Your task - Please copy every line of the records below that holds the word "rough".

Provided records -
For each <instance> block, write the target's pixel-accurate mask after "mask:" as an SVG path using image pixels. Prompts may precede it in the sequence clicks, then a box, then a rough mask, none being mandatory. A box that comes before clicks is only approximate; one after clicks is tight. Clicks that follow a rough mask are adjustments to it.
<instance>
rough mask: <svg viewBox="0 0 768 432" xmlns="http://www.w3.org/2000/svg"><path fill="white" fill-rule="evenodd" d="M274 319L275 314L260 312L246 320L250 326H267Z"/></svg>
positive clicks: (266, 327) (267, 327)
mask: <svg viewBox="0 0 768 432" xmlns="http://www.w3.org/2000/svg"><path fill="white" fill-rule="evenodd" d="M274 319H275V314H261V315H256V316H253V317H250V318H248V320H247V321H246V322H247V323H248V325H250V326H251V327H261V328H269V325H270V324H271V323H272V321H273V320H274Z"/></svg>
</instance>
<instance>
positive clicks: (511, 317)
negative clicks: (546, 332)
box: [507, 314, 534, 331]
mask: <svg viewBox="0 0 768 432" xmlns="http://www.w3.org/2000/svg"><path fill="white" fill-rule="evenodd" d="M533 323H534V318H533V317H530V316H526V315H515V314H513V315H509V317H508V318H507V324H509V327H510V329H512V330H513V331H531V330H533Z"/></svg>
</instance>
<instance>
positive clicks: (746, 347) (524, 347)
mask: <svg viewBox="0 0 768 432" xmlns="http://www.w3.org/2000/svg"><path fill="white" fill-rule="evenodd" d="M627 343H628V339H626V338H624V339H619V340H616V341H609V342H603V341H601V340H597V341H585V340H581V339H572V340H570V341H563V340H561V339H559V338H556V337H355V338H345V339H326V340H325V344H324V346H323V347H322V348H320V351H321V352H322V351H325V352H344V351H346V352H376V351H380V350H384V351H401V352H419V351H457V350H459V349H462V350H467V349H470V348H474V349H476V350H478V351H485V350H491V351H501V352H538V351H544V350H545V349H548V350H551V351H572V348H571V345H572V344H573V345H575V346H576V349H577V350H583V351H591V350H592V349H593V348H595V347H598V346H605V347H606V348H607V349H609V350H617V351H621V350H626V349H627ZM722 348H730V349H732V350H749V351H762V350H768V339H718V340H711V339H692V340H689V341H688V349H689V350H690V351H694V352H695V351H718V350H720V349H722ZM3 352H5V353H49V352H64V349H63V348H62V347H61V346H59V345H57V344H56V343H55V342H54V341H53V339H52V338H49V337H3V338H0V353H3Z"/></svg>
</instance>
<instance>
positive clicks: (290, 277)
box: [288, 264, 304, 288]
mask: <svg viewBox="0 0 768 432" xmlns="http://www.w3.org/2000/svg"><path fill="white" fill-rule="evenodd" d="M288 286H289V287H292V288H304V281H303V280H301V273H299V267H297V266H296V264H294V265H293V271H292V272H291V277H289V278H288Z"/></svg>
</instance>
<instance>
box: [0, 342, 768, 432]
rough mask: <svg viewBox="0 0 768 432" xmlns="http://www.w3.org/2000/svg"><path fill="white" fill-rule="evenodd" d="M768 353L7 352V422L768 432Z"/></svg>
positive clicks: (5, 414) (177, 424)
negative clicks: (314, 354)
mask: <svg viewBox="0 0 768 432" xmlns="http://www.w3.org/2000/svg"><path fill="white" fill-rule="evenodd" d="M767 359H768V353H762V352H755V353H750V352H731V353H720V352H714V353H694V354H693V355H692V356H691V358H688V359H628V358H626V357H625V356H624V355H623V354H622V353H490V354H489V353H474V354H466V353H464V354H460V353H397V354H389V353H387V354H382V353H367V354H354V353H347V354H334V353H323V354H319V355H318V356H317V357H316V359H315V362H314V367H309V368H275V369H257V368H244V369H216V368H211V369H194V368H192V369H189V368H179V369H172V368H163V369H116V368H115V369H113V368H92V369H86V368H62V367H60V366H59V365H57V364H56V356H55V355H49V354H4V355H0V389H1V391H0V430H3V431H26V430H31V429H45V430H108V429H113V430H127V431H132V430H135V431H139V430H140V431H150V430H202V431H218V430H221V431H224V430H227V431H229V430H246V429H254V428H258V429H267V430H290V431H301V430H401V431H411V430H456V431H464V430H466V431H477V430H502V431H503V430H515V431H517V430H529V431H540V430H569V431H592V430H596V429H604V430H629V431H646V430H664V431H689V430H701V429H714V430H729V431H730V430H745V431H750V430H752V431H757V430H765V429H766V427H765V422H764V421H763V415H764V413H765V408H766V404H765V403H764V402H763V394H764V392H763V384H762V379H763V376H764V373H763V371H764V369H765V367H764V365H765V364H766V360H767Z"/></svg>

Response area -
For each <instance> block, write the target's pixel-accurate mask after "mask:" as an SVG path using image pixels. Prompts may precede it in the sequence clicks, then a box, then a rough mask, none being mandatory. A box that comes before clicks is only approximate; one after clicks is tight. Clicks that follow a rough mask are adjustments to it.
rough mask: <svg viewBox="0 0 768 432" xmlns="http://www.w3.org/2000/svg"><path fill="white" fill-rule="evenodd" d="M274 319L275 314L260 312L246 320L250 326H267Z"/></svg>
rough mask: <svg viewBox="0 0 768 432" xmlns="http://www.w3.org/2000/svg"><path fill="white" fill-rule="evenodd" d="M768 353L7 352V422L768 432Z"/></svg>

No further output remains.